* **PROVIDED PASSAGE**

↓

The name ‘POD’ explicitly draws on the idea of cross-pollinating creative skills and ideas . That interested us, as we’ve been playing around ourselves with horticultural analogies – thinking, for example, about how zines can, in quiet ways, ‘seed’ ideas’. We were interested too in another way in which the POD defines its work – as ‘quiet activism’:

‘The quiet activism of THE POD is also a deep activism, a unique case of civic care for people, places, land and multi-species, at a time when civic care is aggressively being eroded through calls to austerity, auditing and capital’ (Nirmal Puwar, self-proclaimed Writer as Resident in Coventry).

The POD’s support for quiet activists and championing of the ‘under-heard’ has led to its explicit and unusual (at least for a Local Authority) enthusiasm for independent publishing and zines. This includes hosting an annual zine fair to connect artists, zine makers and small presses in the region; supporting members to create their own zines; collecting relevant zines for their library, and commissioning their own zine series, InZine.

We had visited the POD’s zine library back in 2022, when it was housed at Fargo Village in a wonderful shed designed and built by Bob and Roberta Smith. On that occasion, we attended the launch of Colin Oddy’s zine, Tales of the Loony Bin, and Tamsin gave a talk about her own work with the Madzines project. We met Hande Cayir, a film maker and PhD student working with the POD, who later paid us a return visit, contributing to our Reimagining Mental Health event in Lancaster in 2022.

And Hel had returneded to the POD, the following year, to speak about Madzines and Asylum magazine at the POD’s regular ‘Politics and Pakora’ evenings where Colin Oddy had been launching his new zine, Jump – a characteristically darkly humorous account of a suicide attempt. Unfortunately, the zine library had lost its space at FARGO village by then. The zines were mostly boxed up, but still available for keen enthusiasts to browse (and some were still on display for members). Hel spent a couple of days sitting in the café exploring the boxes and the gems and treasures they contained – like many zine collections they encompassed a beautiful combination of the personal and the political and, more importantly, the personal as political.

We found Said the Bird by Ant Stevens especially powerful and evocative, although it’s not easy to explain why.

It’s a good example of how zines can’t easily be translated into, or replaced by, text or explanation – often being more about the feelings they evoke in us.

Zines like this are often quite ephemeral and not always easy to track down. For these reasons, we plan to include a link to a video that we made of it on our YouTube channel.

We’ve been in regular contact with the POD since, and Asylum has just published a poem from one of their regular members, Matt Loat (in the Spring 2004 issue). Hel and Jill were delighted to return this Spring for the latest Outside(R) zine festival.

↑

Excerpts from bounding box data
↓

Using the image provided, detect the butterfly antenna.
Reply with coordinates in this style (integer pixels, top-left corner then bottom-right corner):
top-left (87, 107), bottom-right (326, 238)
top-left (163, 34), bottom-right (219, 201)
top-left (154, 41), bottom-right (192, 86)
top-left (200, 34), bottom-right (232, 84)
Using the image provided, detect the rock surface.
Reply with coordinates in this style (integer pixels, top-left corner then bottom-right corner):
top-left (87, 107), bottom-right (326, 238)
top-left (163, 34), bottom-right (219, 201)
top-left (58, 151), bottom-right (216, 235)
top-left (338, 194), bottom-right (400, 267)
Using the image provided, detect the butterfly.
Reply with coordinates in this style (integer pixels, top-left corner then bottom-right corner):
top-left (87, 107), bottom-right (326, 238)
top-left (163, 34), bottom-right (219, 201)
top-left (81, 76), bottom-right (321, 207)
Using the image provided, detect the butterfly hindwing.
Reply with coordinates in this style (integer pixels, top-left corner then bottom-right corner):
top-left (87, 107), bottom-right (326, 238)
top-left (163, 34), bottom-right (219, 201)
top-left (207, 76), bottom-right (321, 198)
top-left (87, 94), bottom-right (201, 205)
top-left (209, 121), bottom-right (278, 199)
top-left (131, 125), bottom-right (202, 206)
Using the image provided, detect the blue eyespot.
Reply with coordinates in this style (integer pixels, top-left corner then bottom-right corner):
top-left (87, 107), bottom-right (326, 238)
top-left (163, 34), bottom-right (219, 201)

↑

* **REQUEST 1**
Retype the passage about the POD and its zines, everything from "And Hel had" down to "personal as political.".
* **REQUEST 2**
Write what comes next in the passage about the POD and its zines, picking up after its final sentence.
These rows were taken from a separate source.

* **EXERCISE RESPONSE 1**
And Hel had returneded to the POD, the following year, to speak about Madzines and Asylum magazine at the POD’s regular ‘Politics and Pakora’ evenings where Colin Oddy had been launching his new zine, Jump – a characteristically darkly humorous account of a suicide attempt. Unfortunately, the zine library had lost its space at FARGO village by then. The zines were mostly boxed up, but still available for keen enthusiasts to browse (and some were still on display for members). Hel spent a couple of days sitting in the café exploring the boxes and the gems and treasures they contained – like many zine collections they encompassed a beautiful combination of the personal and the political and, more importantly, the personal as political.

* **EXERCISE RESPONSE 2**
Outside(R) Zine Festival

We stayed a stone’s throw from the Cathedral in a fifteenth century cottage at Priory Row, a sobering reminder that Coventry was, prior to the destruction wrought by the Second World War, arguably the best-preserved mediaeval city in England.

 

We attended a special pre zine-festival supper club at the POD the evening before. Christine Eade, manager of the POD, outlined the project’s history, and how its enthusiasm for zines resulted in her becoming an accidental zine librarian. She touched on how, as an employee of the Local Authority, she has managed to stay politically engaged – organising regular ‘politics and pakora’ events, while avoiding the active engagement in party politics that might cause difficulties in her role.

The (award-winning) food was delicious as ever, the company was great, and the two zines that graced our dinner tables were launched in between the courses.

Colin Oddy spoke about his new wonderfully titled zine, Careful in the Community, regaling the audience with another humorous tale about how he volunteered to help out in a police line-up…

Christine then introduced Jazz Moreton who, having had a stroke when she was a teenager, has created a zine to help her young nephew both to understand her experience himself and to explain it to others. Zines commonly set out to explain lived experience to interested others, but this was unusual in being written as a communication tool for a relative. It shows how a person’s understanding of their lived experience can be passed on, not only directly, but indirectly through a zine.

The next morning we took our newly created Madzine trilogy, to the Outside(R) zine festival itself at Coventry Cathedral. This time, the mini zines opened out into little posters – including one by the wonderful Dolly Sen.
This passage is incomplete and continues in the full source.